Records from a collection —
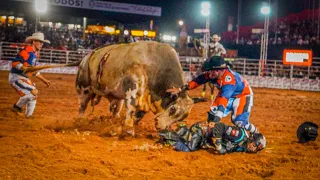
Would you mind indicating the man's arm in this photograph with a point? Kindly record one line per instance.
(44, 80)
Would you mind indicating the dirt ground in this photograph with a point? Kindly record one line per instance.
(56, 144)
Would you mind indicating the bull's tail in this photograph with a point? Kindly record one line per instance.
(37, 68)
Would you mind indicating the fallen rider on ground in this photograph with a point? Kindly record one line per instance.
(221, 137)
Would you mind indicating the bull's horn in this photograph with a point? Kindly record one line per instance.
(37, 68)
(199, 99)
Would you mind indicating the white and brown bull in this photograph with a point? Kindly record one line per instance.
(137, 74)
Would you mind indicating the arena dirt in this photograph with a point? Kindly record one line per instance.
(56, 144)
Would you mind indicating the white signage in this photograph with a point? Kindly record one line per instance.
(201, 30)
(296, 57)
(106, 6)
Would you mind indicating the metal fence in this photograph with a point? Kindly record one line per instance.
(273, 68)
(8, 51)
(192, 65)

Written exercise —
Give the stretch of the listing above that starts with the line containing "Would you mind indicating the white and" and runs through the end of the listing as a Markdown table. Use the columns No. and Line, numbering the rows and leaving out blank lines.

Correct result —
| No. | Line |
|---|---|
| 1 | Would you mind indicating the white and brown bull in this photograph with a point? Kindly record one line per instance. |
| 2 | (137, 74) |
| 3 | Would you mind indicating the arena dirt in this photograph with a point? Kindly record one line per instance. |
| 4 | (56, 144) |
| 5 | Would you mind indicating the white signage in this photograph with a point? Kindly record one line per instance. |
| 6 | (201, 30) |
| 7 | (296, 57) |
| 8 | (106, 6) |
| 9 | Would you mind indicating the metal fence in this photograph with a point? Kindly record one line per instance. |
| 10 | (273, 68) |
| 11 | (8, 51) |
| 12 | (192, 65) |